▶ **About this exercise**:
Return, word for word, only the lines from the one containing "Target: distant treeline" through the last line of the entries.

▶ **Given information**:
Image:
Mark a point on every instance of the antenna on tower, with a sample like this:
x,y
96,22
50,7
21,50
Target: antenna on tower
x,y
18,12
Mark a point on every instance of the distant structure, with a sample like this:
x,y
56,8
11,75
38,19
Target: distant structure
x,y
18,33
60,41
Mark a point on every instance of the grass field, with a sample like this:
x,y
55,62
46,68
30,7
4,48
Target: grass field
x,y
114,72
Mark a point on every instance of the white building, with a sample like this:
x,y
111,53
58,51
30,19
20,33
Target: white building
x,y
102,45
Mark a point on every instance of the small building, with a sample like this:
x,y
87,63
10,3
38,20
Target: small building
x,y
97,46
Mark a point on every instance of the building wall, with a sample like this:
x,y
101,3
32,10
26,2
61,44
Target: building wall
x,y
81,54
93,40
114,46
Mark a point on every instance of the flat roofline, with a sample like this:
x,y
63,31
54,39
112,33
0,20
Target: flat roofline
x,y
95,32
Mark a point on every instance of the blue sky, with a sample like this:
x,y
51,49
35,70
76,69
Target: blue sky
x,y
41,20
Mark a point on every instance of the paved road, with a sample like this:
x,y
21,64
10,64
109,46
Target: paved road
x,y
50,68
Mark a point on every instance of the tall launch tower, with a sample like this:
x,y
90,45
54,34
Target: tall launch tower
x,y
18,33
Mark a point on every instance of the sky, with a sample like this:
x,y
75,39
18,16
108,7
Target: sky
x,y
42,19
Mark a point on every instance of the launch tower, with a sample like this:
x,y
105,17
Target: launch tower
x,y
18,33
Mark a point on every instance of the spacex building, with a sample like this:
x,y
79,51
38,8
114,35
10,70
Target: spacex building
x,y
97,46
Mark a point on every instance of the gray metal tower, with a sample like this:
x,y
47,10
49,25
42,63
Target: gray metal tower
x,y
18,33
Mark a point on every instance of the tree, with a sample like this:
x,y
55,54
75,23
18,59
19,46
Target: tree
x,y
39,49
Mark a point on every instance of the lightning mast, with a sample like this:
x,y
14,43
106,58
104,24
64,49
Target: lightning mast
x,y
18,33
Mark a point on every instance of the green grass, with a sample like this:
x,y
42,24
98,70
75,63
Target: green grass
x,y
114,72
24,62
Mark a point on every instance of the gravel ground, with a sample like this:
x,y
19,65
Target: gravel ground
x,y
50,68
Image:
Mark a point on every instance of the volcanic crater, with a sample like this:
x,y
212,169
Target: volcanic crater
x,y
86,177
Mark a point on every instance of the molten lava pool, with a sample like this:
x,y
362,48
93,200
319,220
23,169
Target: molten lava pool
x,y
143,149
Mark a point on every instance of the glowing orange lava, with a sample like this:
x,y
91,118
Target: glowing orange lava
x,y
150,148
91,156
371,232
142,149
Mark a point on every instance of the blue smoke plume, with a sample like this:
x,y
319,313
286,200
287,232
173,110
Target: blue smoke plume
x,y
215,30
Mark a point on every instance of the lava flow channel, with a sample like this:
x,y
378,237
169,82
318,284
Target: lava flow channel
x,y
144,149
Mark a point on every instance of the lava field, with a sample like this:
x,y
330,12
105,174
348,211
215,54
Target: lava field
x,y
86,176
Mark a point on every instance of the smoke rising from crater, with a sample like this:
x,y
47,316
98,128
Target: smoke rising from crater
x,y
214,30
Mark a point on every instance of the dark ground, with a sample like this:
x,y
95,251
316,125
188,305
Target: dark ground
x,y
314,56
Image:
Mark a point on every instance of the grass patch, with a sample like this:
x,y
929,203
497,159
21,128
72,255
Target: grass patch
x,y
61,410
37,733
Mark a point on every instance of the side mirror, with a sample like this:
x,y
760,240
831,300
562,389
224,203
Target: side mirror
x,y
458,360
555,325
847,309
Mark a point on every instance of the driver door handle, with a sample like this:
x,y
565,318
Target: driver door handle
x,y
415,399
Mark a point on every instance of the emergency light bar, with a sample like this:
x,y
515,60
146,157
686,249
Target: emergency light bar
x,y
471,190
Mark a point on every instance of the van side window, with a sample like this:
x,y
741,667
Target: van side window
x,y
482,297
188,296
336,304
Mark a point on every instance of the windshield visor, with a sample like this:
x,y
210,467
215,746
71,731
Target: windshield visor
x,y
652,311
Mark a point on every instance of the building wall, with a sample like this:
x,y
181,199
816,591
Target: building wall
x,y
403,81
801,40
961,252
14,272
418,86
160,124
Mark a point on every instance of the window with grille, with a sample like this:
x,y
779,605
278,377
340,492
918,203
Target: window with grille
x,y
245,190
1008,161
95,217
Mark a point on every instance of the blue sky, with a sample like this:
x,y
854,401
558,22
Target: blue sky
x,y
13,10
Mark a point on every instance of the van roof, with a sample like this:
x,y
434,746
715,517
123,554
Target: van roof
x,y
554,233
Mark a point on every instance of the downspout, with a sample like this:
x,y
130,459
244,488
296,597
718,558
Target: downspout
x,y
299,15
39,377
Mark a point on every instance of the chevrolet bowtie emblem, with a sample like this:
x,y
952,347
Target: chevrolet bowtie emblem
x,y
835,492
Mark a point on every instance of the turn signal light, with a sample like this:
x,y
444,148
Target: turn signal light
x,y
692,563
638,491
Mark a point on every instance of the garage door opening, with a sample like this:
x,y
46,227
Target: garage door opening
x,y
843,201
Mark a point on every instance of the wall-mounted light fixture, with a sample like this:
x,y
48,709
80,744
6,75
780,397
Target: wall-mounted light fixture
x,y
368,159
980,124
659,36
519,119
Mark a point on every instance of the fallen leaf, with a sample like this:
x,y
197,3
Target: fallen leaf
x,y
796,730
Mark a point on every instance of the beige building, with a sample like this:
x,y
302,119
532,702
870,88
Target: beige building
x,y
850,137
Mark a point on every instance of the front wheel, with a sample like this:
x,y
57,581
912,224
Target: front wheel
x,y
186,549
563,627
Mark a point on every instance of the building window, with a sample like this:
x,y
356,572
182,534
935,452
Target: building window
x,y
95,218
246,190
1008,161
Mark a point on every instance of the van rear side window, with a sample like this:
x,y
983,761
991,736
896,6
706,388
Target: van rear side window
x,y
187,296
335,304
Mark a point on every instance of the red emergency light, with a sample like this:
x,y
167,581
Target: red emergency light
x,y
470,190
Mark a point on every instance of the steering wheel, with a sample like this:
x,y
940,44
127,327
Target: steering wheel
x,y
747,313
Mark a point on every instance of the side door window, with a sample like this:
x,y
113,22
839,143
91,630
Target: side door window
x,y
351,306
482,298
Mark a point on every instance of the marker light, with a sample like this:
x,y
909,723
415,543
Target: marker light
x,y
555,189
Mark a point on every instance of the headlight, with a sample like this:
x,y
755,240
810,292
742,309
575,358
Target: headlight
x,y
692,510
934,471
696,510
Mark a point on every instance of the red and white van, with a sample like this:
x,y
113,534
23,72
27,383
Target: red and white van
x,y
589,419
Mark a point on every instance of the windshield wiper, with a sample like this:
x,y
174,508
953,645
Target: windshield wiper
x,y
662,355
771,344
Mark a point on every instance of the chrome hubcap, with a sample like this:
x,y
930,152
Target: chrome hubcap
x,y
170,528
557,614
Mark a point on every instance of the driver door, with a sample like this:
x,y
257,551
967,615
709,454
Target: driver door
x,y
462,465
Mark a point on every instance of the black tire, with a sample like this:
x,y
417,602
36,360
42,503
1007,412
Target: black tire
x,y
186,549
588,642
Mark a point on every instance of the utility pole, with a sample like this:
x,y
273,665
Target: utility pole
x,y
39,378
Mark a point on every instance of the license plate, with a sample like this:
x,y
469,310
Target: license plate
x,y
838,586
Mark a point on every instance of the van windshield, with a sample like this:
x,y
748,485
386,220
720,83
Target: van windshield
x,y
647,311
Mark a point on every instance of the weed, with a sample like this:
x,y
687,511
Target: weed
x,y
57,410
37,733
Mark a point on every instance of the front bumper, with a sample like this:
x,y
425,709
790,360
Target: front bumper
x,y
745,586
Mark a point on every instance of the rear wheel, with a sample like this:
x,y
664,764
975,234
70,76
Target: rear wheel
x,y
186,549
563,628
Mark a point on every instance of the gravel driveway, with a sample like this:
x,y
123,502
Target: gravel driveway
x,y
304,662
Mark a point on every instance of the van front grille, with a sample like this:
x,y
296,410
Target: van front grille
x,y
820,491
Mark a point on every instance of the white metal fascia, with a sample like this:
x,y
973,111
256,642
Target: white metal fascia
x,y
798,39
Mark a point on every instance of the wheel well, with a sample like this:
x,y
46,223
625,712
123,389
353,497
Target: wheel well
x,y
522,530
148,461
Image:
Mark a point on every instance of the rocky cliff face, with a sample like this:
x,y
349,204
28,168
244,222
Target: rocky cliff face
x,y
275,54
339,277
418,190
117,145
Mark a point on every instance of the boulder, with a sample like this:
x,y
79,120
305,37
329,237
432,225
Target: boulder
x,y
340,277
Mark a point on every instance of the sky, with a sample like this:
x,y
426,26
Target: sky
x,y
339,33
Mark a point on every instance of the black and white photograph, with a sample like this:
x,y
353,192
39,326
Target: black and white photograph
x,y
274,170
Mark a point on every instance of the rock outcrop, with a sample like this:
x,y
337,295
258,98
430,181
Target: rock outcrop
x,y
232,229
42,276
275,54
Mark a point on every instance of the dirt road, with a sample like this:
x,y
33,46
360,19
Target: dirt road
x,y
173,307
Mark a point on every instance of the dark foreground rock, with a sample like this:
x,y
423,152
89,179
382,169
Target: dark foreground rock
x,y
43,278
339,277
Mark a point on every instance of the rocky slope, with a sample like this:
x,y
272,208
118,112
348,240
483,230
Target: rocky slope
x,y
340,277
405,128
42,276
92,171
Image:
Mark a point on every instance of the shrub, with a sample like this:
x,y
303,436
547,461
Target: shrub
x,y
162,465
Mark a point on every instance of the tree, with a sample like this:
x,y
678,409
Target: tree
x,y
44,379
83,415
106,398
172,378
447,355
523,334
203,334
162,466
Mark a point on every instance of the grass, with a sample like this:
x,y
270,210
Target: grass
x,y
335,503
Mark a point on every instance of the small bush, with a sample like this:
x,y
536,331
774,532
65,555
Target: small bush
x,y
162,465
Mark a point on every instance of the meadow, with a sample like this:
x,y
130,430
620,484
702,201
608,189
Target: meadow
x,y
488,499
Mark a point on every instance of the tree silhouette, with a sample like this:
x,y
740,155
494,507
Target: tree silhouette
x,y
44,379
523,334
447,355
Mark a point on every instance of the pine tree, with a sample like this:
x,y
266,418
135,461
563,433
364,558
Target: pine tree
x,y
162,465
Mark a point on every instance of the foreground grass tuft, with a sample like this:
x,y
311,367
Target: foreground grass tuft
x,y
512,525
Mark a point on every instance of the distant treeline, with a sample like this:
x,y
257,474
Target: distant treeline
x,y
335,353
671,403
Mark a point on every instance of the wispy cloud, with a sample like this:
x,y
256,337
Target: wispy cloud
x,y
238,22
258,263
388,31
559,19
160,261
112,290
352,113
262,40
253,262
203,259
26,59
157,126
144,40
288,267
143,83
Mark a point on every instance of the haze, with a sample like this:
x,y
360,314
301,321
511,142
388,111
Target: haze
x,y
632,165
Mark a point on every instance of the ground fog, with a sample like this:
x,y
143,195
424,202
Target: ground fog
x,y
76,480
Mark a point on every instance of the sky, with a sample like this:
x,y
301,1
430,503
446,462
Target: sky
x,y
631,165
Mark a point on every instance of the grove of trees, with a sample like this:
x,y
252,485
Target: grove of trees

▶ **Expected answer**:
Target: distant treeline
x,y
335,353
671,403
Mark a point on every instance of the wispy cloud, with a sample like this:
x,y
256,337
Target: wispy cloud
x,y
238,22
258,263
388,31
559,19
160,261
112,290
352,113
262,40
253,262
203,259
26,59
157,126
144,40
288,267
143,83
Mark a point on every instance of the haze, with a sample like this:
x,y
360,314
301,321
511,142
388,111
Target: haze
x,y
632,165
Mark a point on every instance of the ground fog, with a sample like this:
x,y
143,195
424,202
Target: ground fog
x,y
76,480
Mark a point on every instance of the sky, with a sample like this:
x,y
301,1
430,503
446,462
Target: sky
x,y
631,165
Mark a point on every instance of the grove of trees, with a sample like this:
x,y
252,485
Target: grove of trees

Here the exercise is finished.